| What is being asked |
Please gather every line in the material below that contains the word "orange" and copy each of those lines in full. Matching is case-sensitive.

— BEGIN —

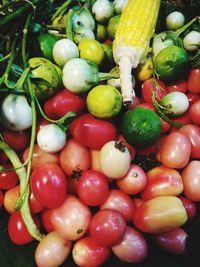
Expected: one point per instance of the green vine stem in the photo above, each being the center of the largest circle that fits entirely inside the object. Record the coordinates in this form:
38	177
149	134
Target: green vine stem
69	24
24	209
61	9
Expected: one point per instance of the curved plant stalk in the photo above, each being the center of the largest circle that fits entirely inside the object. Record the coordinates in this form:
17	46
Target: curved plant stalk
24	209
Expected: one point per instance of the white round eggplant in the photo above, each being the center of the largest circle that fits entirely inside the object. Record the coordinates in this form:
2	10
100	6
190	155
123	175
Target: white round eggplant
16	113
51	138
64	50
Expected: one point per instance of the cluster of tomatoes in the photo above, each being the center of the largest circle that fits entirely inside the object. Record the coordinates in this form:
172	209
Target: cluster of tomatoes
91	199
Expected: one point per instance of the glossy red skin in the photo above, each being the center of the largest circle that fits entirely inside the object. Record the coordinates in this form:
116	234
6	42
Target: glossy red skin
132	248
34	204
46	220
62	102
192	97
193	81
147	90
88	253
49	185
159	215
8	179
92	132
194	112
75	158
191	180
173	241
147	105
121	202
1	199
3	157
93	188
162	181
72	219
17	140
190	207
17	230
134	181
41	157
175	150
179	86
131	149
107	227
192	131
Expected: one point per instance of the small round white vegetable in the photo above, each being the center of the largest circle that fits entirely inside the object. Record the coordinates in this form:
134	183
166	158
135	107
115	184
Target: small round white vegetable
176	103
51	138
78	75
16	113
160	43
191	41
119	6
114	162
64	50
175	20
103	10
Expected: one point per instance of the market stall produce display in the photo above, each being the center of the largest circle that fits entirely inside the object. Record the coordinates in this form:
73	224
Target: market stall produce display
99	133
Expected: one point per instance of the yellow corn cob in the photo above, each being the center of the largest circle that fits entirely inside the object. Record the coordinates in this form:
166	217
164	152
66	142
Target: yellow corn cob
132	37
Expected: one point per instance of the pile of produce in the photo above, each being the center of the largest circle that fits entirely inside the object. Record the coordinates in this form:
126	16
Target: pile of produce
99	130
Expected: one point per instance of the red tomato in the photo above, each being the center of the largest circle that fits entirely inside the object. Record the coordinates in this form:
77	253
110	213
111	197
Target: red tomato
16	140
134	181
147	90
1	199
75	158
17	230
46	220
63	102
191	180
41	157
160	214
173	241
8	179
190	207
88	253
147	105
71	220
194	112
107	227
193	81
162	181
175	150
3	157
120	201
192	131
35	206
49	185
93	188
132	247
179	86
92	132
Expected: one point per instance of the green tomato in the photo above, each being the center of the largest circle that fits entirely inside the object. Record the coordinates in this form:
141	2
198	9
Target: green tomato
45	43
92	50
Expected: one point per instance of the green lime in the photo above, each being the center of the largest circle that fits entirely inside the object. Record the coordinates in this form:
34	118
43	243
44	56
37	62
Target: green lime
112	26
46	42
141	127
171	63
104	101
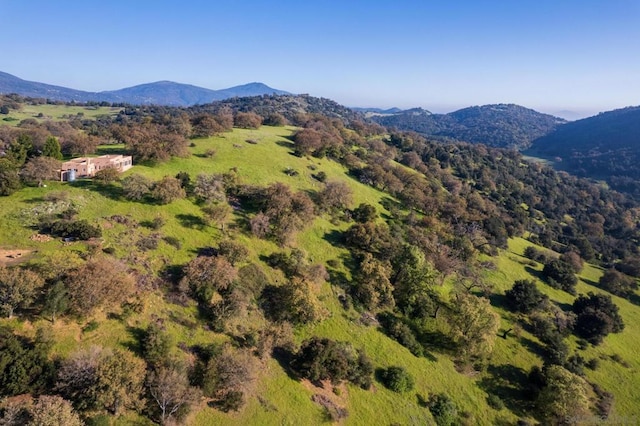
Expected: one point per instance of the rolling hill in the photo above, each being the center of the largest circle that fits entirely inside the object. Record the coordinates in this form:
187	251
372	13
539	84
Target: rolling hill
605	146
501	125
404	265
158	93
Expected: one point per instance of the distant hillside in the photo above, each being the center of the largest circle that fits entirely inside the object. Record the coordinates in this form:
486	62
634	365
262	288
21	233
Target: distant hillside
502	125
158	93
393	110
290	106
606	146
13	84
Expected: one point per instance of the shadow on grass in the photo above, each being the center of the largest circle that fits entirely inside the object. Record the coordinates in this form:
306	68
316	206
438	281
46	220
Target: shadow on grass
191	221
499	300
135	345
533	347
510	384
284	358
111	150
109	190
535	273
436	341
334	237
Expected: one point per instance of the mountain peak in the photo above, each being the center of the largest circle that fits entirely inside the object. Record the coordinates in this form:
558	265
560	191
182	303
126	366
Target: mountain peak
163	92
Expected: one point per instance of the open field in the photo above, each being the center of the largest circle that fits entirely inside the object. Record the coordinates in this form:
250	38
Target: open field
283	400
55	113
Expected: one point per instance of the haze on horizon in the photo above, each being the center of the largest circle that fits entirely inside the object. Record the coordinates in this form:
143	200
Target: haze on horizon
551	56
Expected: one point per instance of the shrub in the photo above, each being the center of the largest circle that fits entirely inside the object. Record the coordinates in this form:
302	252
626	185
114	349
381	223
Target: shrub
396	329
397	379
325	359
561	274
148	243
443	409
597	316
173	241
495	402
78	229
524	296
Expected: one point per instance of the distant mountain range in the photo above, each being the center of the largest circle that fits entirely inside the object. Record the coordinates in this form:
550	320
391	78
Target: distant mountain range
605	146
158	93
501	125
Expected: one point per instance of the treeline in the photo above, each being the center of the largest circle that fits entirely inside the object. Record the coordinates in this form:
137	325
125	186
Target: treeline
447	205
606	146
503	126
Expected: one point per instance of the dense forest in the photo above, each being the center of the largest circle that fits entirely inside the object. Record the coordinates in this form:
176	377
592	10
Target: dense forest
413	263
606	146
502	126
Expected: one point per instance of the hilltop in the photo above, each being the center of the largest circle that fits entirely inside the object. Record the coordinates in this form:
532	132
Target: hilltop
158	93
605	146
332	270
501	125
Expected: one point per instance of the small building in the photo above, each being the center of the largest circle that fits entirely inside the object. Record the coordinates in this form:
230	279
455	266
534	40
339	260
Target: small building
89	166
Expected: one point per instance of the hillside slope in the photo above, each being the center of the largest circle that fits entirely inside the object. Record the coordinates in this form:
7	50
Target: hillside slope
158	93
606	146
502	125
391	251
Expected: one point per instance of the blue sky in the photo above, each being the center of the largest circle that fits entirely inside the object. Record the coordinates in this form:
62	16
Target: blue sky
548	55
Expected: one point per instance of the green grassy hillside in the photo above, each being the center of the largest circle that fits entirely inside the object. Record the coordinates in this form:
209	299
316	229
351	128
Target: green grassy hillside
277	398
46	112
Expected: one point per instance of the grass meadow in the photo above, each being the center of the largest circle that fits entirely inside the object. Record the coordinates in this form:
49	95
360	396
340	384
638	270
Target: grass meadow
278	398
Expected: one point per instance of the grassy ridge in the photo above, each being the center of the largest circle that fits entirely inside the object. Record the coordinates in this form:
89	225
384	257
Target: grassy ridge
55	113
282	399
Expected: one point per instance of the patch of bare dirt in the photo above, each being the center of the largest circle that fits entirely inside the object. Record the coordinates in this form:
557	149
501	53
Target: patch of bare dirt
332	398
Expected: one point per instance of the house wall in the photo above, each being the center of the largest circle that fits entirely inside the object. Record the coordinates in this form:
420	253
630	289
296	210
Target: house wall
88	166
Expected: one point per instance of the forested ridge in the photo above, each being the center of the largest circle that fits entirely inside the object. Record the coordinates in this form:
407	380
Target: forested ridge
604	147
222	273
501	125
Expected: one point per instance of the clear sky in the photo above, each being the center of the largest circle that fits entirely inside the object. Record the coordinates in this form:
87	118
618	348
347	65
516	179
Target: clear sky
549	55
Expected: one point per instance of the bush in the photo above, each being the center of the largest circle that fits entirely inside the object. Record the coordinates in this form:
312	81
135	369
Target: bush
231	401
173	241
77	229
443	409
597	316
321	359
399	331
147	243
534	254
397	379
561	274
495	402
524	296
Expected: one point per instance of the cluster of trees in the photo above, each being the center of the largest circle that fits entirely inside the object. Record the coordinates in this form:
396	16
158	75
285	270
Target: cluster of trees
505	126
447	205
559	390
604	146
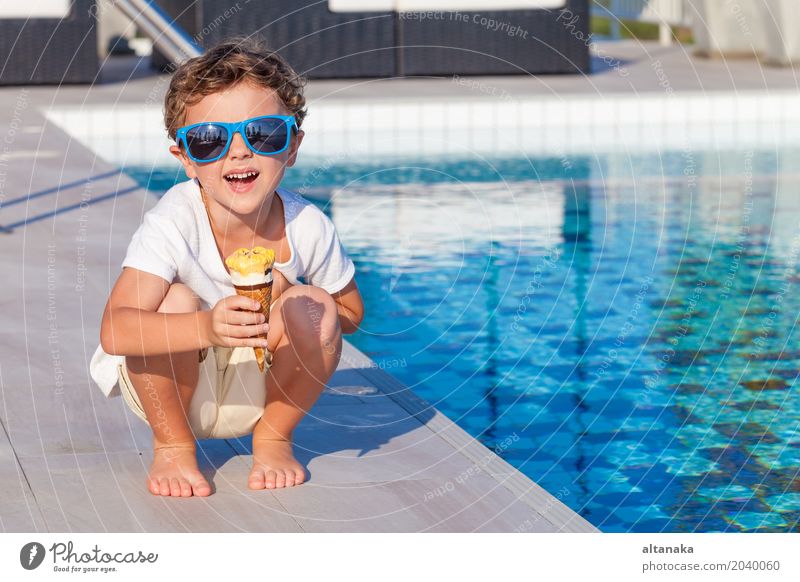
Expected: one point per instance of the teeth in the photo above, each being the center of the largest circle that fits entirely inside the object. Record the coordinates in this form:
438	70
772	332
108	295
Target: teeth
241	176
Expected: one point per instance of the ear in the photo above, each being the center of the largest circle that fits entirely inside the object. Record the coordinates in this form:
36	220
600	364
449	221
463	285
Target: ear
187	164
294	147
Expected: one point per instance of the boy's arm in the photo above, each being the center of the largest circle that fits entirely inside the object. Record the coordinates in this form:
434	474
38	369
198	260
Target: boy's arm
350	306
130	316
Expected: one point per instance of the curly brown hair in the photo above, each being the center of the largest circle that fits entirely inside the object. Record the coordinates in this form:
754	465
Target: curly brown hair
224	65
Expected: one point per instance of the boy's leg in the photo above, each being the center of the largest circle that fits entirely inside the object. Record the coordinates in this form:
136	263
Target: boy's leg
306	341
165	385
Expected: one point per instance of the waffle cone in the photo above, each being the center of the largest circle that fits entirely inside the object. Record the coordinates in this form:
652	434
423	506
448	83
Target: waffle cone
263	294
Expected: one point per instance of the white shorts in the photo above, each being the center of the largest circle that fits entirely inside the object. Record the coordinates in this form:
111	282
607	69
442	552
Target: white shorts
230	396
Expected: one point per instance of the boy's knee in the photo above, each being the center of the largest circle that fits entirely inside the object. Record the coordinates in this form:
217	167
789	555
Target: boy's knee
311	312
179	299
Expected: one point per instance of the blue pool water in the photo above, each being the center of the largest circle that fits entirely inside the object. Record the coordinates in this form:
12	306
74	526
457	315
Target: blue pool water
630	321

— END —
— BEGIN —

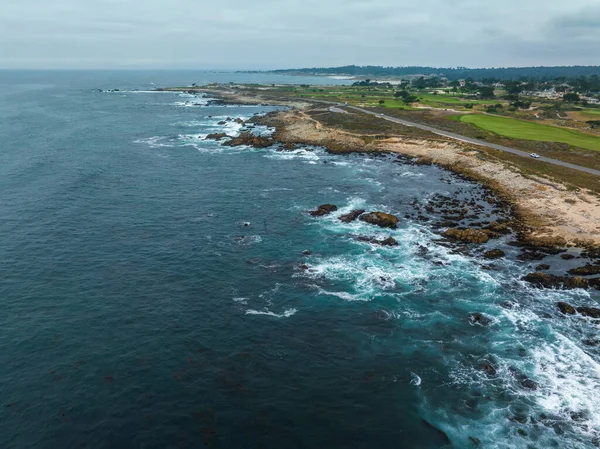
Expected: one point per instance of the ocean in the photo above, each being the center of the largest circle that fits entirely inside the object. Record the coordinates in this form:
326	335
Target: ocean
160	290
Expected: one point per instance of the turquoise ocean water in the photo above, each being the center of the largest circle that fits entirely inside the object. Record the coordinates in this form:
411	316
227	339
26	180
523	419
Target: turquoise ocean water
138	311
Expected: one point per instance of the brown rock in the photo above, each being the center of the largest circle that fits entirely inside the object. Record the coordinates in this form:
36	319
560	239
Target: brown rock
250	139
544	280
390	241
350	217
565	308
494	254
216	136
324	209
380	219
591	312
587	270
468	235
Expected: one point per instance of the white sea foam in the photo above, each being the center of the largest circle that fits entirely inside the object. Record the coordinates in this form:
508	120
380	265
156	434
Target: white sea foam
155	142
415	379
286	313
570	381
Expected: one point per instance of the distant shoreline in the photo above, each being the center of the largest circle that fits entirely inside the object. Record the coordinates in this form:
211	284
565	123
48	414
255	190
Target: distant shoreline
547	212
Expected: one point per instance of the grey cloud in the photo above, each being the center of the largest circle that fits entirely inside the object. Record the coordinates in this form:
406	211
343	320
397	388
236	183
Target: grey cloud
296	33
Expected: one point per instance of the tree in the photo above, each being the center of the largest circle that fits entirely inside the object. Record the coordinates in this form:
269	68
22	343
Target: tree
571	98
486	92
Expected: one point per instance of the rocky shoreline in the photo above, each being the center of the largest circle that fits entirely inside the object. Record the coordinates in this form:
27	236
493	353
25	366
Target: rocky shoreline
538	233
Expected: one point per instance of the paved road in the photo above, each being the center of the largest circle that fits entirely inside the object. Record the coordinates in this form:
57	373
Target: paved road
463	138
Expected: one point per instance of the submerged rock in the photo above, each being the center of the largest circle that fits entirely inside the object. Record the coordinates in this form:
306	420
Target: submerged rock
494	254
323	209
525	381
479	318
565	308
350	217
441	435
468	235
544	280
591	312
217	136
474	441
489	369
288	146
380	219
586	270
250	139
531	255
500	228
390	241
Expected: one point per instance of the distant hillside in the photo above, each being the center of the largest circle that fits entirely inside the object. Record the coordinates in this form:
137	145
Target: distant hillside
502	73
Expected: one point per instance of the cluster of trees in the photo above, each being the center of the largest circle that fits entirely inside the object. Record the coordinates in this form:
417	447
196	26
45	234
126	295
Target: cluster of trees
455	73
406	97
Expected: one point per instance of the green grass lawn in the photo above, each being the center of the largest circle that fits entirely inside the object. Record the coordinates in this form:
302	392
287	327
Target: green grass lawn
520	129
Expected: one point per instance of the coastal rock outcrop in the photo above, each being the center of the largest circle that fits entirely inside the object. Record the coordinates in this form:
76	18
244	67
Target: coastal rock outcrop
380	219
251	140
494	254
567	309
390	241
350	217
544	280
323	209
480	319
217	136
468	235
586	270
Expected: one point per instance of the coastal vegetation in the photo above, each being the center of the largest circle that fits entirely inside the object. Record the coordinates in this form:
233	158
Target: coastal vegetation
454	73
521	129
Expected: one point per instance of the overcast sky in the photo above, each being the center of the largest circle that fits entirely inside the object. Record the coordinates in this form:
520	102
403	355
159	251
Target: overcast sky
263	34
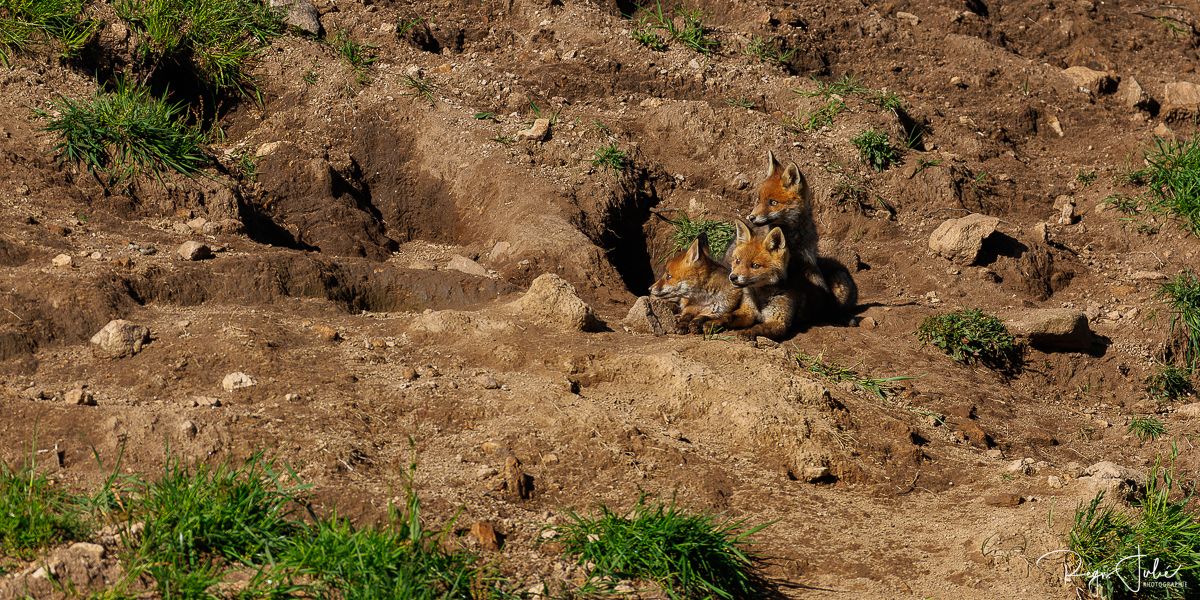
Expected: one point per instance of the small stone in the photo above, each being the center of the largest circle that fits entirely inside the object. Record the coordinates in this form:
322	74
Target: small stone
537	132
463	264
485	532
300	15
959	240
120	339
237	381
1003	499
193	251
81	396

— END —
— BEGIN —

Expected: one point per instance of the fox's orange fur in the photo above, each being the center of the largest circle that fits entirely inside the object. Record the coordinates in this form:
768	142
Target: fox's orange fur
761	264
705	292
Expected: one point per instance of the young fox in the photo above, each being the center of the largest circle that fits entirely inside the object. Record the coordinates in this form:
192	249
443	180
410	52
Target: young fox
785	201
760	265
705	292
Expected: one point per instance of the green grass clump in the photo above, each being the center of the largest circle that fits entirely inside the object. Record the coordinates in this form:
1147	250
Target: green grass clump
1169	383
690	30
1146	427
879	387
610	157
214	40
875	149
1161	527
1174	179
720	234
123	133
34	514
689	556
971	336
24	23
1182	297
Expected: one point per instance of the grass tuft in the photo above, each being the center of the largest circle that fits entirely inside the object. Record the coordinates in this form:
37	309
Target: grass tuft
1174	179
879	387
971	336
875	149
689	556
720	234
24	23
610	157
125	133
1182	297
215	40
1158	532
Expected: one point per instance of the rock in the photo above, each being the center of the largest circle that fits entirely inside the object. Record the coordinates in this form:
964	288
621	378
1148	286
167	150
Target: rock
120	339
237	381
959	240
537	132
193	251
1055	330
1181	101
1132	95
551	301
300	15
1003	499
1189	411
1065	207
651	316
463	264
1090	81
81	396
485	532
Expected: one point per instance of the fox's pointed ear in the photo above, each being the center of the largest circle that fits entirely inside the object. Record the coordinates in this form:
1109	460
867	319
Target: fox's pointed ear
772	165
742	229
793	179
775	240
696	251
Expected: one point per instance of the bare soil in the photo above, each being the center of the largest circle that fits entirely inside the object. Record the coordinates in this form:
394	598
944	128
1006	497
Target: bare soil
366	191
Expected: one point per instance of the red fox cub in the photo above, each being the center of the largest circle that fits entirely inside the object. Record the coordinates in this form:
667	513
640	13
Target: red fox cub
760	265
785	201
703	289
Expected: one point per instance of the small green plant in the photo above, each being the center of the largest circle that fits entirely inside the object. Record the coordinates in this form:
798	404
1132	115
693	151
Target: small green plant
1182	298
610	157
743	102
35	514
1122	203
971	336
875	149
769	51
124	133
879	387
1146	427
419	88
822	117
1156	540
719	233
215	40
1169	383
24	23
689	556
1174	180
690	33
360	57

— END —

| Solution to this problem |
Expected: one point per instance of the fox's orange fur in the photo above, each being the center of the largest circle that fits entirely inside the object. Record the coordinates in this form:
Target: fox's orange fur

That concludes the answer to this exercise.